Copy out the blog post on the choice to look away from abuse word for word, keeping every spelling and line break as it stands.

- **SELECTION**
######
Sunday, November 13, 2011

FREECHOICE to LOOK AWAY

"Freechoice is to KNWO the world is abusive and then to do nothing to change it" - Bernard Poolman

So, today i wanna dicate myself to this statement and look how we participate in this choice. In my live i have often done exactly this. Exatly seen that and how i exist in and as abuse and than turned a blind eye to the situations which eventually lead me to isolate myself pretty much. One cannot face abuse and do nothing - either one takes the opportunity and does something to change the situation or one separates oneself into the mind and use all kind of believes and definitions to not responde...actually it is a response, no its a reaction one programs oneself with to not responde but isolate

Looking at world there are more dimensions to this word, as you can see for example the "internal world", "personal world", "world of ur familiy and friends", "old world", "new world", "third word" or "this world" which would encompass all of it. In all of this worlds exist abuse - and we see this, yet we do not change it, we accept and allow it. We decide to ignore it - actually we do everything possible to not see, to not hear to somehow get along and cope with this shit - beause of fear of actally standing alone, of standing up in full awareness of what is here, what we have accepted and allowed within and without.
######
- **EXTRACTED MATERIAL**
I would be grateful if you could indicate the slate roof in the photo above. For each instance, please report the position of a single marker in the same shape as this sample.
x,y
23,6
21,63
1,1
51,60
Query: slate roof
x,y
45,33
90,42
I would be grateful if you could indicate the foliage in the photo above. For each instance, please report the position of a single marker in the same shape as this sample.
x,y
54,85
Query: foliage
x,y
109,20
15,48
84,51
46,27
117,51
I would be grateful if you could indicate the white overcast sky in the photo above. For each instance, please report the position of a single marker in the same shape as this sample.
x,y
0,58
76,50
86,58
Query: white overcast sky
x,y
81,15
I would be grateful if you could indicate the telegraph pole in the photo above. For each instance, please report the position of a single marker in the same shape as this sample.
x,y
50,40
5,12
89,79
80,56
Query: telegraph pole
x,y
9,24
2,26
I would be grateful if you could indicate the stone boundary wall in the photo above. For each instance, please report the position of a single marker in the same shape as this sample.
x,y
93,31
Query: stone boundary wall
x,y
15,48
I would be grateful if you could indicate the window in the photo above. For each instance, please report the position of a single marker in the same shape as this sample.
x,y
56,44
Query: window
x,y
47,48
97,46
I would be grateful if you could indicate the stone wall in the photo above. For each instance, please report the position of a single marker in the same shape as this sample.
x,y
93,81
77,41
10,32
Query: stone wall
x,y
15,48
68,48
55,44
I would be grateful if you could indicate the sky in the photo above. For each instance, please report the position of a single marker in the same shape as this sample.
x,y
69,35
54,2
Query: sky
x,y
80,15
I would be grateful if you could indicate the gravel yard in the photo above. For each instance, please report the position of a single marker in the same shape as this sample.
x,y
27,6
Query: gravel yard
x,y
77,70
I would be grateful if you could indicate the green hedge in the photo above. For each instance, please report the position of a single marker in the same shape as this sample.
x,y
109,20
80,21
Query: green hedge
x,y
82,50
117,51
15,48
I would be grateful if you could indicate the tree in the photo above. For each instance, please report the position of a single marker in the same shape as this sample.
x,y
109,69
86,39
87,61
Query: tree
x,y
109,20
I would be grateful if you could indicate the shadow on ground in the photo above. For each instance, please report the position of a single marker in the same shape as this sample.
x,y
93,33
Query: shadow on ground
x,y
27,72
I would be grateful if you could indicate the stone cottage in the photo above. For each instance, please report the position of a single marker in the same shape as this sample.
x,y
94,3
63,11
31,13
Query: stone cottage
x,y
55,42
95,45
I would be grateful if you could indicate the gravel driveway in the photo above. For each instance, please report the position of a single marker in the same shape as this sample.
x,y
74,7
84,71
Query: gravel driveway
######
- **TASK OUTPUT**
Sunday, November 13, 2011

FREECHOICE to LOOK AWAY

"Freechoice is to KNWO the world is abusive and then to do nothing to change it" - Bernard Poolman

So, today i wanna dicate myself to this statement and look how we participate in this choice. In my live i have often done exactly this. Exatly seen that and how i exist in and as abuse and than turned a blind eye to the situations which eventually lead me to isolate myself pretty much. One cannot face abuse and do nothing - either one takes the opportunity and does something to change the situation or one separates oneself into the mind and use all kind of believes and definitions to not responde...actually it is a response, no its a reaction one programs oneself with to not responde but isolate

Looking at world there are more dimensions to this word, as you can see for example the "internal world", "personal world", "world of ur familiy and friends", "old world", "new world", "third word" or "this world" which would encompass all of it. In all of this worlds exist abuse - and we see this, yet we do not change it, we accept and allow it. We decide to ignore it - actually we do everything possible to not see, to not hear to somehow get along and cope with this shit - beause of fear of actally standing alone, of standing up in full awareness of what is here, what we have accepted and allowed within and without.